■ What you have to do
Pull every line from the material below that contains the string "beard", matching case exactly.

■ Records for processing
......

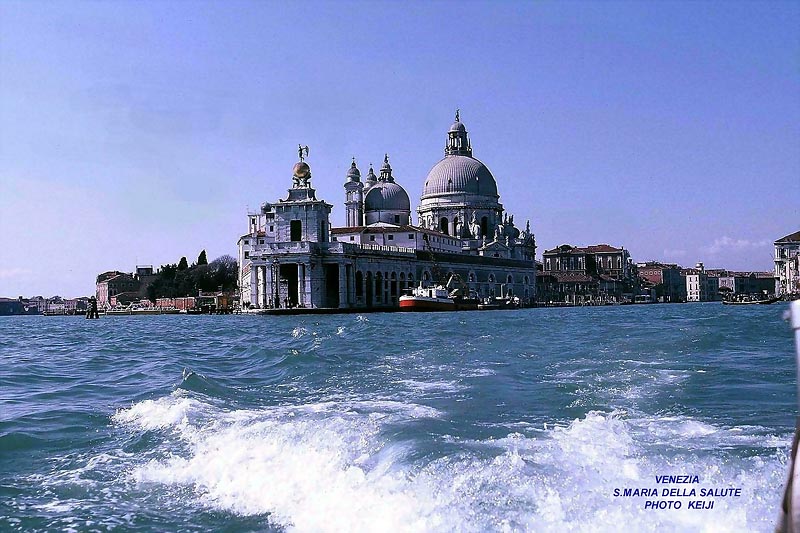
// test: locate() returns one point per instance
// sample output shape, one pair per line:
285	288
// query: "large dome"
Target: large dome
387	196
459	174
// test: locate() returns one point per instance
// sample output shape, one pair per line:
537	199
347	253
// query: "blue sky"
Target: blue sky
138	132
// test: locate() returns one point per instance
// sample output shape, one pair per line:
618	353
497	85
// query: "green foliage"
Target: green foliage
180	280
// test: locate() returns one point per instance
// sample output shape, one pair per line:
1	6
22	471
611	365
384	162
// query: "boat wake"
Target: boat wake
336	466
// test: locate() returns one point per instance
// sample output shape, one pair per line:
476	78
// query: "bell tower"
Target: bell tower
354	197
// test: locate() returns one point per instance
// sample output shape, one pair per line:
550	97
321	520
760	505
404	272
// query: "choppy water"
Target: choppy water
473	421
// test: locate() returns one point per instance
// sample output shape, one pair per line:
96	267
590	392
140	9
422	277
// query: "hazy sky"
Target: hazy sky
138	132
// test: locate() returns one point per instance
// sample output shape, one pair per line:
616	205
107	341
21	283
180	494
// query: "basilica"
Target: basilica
292	257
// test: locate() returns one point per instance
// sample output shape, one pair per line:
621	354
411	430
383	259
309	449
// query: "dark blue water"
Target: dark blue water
473	421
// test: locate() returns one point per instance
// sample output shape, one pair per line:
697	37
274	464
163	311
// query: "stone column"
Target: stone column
269	286
301	285
344	294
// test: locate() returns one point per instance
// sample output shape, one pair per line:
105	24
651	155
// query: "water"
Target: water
473	421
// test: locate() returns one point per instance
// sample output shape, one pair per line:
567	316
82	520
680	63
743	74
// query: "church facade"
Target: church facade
292	257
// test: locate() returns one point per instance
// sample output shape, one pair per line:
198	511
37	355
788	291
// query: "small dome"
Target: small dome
457	127
301	169
371	177
459	174
387	196
353	174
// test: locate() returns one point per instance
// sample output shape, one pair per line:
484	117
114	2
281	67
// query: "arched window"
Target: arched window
359	284
443	226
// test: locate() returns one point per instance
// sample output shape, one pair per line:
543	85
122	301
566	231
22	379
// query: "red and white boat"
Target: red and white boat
433	298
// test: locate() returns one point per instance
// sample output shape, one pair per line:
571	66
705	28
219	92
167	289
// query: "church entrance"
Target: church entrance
288	285
331	286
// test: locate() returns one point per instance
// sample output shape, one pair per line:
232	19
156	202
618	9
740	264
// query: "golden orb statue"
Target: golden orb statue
301	170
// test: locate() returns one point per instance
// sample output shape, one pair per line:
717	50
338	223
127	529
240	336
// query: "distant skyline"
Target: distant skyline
142	132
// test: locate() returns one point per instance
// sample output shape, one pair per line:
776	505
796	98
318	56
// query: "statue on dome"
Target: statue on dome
474	227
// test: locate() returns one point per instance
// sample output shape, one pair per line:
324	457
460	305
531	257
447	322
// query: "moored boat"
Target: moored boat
765	301
433	298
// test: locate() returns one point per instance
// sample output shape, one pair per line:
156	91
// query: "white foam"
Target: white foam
330	466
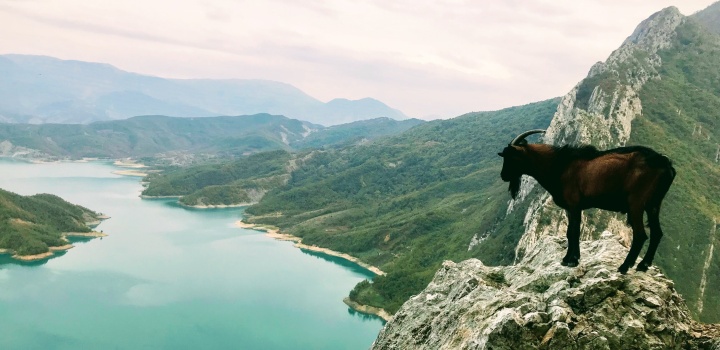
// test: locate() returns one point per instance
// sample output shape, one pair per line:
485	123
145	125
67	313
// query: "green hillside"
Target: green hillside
681	119
31	224
408	202
240	181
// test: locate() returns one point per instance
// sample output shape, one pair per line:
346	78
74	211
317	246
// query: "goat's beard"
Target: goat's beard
514	187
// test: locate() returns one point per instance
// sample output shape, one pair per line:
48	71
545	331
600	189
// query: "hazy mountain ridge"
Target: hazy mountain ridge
150	136
40	89
656	89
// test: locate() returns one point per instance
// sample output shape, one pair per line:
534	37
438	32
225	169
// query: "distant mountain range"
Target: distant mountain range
152	135
41	89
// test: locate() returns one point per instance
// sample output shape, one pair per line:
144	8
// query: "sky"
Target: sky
429	59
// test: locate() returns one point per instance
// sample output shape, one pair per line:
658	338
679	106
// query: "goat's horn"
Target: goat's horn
522	136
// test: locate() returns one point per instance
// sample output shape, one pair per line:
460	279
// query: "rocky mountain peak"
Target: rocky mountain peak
538	303
599	111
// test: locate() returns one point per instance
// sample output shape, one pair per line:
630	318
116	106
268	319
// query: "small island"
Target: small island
35	227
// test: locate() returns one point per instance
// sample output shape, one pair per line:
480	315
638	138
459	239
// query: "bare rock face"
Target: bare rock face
538	303
603	119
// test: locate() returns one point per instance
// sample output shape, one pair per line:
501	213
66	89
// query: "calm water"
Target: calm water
167	277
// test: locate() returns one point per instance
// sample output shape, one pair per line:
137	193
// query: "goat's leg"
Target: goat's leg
639	238
655	236
572	258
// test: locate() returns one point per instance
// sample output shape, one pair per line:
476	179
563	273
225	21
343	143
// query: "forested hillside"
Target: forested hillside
681	118
31	224
241	181
408	202
150	136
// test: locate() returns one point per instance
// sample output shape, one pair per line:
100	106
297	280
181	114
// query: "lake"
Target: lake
169	277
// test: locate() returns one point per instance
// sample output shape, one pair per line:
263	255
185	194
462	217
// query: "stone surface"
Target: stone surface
538	303
605	123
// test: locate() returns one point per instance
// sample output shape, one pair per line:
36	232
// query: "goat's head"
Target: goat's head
515	161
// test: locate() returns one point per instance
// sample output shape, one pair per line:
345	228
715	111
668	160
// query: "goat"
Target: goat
628	180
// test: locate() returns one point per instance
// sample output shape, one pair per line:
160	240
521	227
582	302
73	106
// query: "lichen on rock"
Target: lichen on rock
538	303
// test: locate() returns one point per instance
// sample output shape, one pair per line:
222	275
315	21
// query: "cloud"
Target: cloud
440	57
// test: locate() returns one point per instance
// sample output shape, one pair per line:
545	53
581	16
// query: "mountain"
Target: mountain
31	225
40	89
406	202
153	136
539	304
659	89
433	193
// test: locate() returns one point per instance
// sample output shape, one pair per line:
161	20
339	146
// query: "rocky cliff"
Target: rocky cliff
658	89
599	111
538	303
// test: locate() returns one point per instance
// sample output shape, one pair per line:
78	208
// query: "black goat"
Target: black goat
629	180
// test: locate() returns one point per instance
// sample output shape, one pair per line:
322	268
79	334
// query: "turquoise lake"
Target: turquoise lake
169	277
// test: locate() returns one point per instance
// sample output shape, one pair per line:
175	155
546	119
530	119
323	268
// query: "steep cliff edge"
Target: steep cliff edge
538	303
658	89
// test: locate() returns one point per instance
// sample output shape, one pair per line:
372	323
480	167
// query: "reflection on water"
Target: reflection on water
339	261
170	277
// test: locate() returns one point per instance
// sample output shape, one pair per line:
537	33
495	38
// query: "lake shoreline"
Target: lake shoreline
52	250
275	233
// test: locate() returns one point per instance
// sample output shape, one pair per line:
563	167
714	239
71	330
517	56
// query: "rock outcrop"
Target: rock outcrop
599	111
538	303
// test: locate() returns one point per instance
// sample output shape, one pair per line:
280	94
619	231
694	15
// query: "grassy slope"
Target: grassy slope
680	117
408	202
31	224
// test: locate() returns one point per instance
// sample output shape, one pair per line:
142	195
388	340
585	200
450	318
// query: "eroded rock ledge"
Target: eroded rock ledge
540	304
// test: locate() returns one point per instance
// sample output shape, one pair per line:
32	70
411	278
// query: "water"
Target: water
169	277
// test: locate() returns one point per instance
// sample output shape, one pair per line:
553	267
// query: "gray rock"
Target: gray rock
538	303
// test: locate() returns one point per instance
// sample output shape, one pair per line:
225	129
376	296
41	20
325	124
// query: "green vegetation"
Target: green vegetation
680	118
347	134
31	224
228	183
408	202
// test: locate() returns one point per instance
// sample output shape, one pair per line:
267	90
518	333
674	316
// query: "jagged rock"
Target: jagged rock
604	120
538	303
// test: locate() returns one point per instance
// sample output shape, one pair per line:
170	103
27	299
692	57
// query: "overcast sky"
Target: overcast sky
426	58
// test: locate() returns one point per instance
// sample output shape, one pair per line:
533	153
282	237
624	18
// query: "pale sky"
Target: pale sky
427	58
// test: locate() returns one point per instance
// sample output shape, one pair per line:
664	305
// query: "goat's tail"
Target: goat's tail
667	176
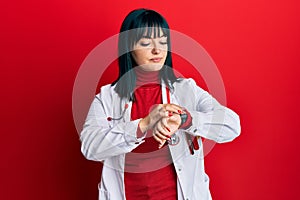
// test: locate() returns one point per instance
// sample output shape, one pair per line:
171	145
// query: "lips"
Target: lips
156	60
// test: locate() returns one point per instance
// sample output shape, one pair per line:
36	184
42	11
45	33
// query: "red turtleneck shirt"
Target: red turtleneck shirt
149	171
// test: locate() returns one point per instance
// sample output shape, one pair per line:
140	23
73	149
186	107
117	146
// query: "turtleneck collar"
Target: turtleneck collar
146	77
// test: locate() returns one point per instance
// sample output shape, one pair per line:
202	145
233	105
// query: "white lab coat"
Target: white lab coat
109	141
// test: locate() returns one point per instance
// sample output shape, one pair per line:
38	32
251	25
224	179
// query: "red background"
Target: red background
255	45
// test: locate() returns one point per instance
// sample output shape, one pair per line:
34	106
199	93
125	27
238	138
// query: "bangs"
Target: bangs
151	24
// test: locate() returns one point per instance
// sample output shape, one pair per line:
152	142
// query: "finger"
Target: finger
164	123
162	130
160	141
161	145
162	136
173	108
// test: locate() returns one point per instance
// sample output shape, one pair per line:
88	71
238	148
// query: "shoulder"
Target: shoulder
185	83
106	91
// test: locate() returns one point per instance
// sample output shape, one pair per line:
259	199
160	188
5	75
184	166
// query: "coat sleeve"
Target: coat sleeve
210	119
101	139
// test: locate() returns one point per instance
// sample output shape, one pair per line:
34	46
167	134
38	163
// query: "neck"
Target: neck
146	77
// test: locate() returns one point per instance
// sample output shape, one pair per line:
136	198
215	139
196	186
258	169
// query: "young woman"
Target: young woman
147	126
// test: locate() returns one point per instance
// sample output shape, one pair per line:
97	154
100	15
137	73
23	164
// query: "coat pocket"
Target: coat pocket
103	194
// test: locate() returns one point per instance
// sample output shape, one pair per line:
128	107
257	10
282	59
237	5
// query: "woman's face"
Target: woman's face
150	53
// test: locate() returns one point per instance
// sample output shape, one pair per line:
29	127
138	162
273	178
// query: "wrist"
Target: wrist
144	124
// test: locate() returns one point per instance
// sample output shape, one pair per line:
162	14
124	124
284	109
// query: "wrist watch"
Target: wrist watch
183	118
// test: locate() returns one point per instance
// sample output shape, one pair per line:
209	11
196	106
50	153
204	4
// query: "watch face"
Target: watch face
183	118
173	140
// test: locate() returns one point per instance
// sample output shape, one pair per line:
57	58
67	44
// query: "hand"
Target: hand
157	113
165	128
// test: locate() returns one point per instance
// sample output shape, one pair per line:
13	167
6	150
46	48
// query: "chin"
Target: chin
151	67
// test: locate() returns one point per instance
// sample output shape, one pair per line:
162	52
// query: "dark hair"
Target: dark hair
139	23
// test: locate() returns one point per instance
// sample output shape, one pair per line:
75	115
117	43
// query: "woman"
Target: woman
147	126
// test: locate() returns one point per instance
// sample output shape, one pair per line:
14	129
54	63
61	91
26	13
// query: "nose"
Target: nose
155	50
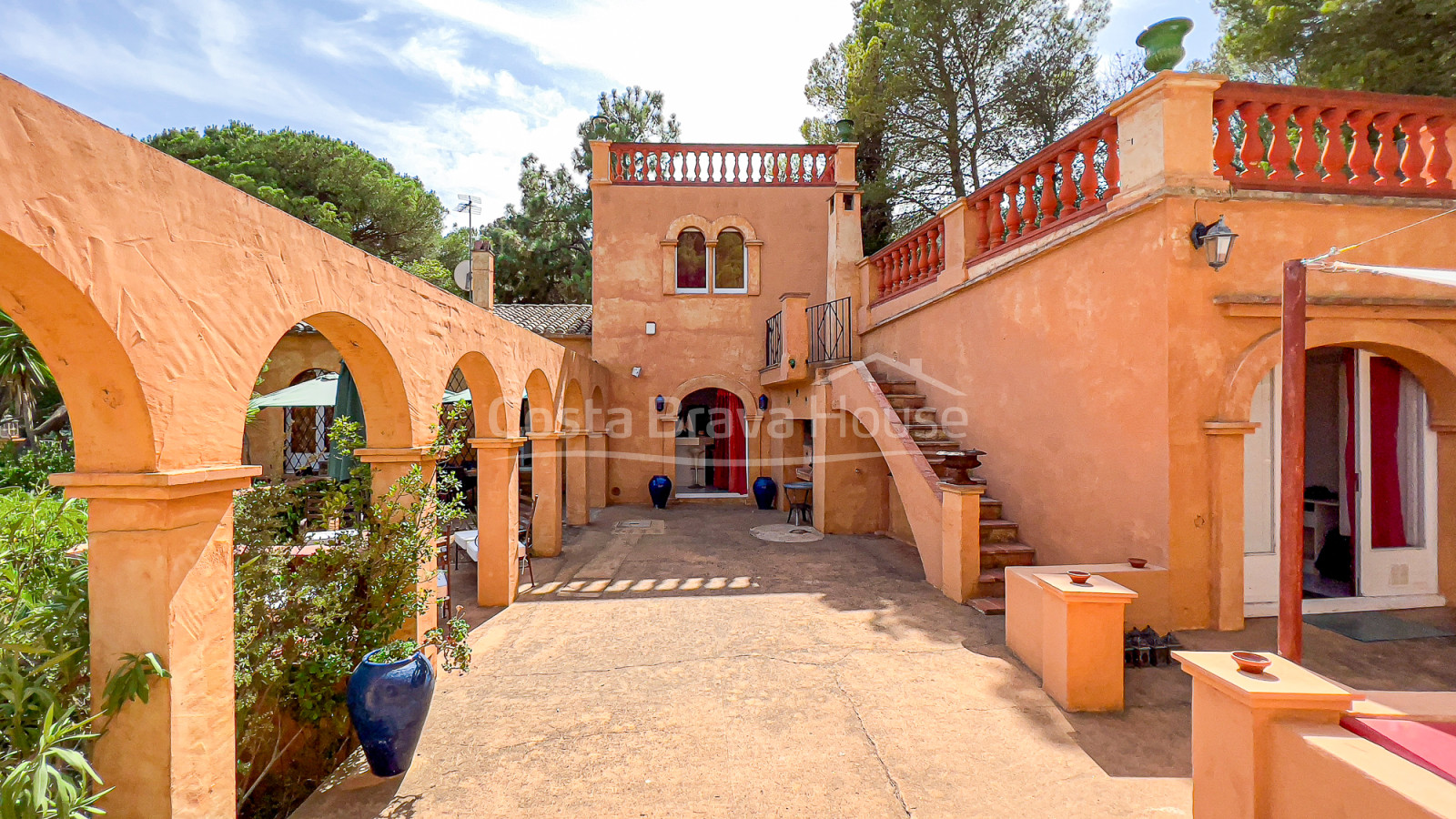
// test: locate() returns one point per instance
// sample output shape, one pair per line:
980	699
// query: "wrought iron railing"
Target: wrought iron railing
830	325
774	341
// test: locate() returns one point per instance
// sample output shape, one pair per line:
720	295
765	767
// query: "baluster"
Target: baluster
1361	159
1280	150
1252	150
995	227
1308	153
1028	208
1439	167
983	238
1012	210
1088	149
1048	193
1069	187
1412	162
1223	143
1113	171
1336	155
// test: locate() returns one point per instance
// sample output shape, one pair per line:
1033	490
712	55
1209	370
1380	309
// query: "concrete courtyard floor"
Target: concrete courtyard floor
691	669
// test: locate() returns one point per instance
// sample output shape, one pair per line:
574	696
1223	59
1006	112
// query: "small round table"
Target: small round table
800	509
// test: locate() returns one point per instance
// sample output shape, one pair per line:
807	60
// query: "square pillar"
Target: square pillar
389	465
160	554
1082	642
1234	714
499	519
546	487
575	450
596	470
961	540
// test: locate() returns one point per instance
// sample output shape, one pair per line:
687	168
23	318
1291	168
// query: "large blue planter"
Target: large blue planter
389	703
660	487
764	491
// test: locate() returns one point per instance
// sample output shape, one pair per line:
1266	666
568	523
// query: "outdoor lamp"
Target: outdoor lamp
1216	239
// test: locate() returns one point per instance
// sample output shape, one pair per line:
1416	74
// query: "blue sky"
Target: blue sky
450	91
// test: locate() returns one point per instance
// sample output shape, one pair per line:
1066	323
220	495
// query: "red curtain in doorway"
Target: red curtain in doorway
732	471
1383	481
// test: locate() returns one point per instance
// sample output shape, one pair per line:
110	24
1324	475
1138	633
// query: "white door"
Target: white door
1411	569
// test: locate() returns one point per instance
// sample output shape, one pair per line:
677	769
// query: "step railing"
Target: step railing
830	331
1280	138
774	341
672	164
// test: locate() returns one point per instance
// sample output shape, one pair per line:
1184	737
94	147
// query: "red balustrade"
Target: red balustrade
1314	140
1069	179
672	164
915	259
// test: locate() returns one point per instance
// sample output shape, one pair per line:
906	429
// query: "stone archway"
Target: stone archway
1426	353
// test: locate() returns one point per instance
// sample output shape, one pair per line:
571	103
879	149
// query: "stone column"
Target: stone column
389	465
596	470
546	487
499	519
961	540
160	552
575	450
1234	716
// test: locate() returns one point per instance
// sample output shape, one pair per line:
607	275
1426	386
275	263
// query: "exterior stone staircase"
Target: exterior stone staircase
1001	542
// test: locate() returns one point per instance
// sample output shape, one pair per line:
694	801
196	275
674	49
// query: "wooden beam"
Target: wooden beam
1292	468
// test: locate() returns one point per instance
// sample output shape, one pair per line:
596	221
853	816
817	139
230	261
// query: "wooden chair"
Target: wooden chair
523	550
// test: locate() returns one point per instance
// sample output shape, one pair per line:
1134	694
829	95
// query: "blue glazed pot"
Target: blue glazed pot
660	487
764	491
389	703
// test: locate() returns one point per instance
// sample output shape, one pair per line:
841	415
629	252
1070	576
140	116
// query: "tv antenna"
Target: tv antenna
470	207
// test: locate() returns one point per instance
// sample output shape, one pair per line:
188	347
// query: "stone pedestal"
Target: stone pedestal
1082	642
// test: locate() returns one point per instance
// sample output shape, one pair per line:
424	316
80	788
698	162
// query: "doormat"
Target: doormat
1375	627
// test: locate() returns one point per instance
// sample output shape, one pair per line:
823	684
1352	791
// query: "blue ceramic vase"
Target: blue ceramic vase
764	491
389	703
660	487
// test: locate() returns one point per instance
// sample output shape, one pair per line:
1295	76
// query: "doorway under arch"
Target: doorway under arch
713	445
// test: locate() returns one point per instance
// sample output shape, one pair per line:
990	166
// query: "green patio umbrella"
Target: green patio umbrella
346	405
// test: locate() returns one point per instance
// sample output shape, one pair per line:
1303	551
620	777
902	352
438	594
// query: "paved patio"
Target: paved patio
691	669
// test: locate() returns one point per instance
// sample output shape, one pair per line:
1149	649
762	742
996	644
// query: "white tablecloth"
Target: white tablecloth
470	541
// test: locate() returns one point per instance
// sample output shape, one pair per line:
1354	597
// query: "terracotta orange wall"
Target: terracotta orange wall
698	336
1091	368
296	353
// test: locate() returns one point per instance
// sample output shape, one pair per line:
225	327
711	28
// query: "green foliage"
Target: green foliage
1380	46
46	663
29	468
331	184
543	244
948	94
305	622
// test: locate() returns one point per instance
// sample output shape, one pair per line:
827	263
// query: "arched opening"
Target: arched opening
713	445
1370	486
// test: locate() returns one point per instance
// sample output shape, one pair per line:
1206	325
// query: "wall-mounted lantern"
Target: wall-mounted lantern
1215	239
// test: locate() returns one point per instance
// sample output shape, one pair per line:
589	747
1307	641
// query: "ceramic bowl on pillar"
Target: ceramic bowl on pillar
388	704
660	487
764	491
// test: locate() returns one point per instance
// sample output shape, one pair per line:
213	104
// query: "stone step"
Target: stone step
997	531
916	414
990	606
906	399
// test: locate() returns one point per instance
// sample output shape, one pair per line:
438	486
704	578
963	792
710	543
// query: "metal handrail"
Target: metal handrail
774	341
830	325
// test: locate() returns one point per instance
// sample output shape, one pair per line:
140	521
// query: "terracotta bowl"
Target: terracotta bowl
1249	662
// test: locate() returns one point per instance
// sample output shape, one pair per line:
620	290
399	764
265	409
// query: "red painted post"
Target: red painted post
1292	468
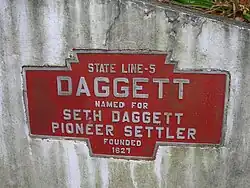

......

■ Problem solution
// query: "goat's beard"
Target: goat's beard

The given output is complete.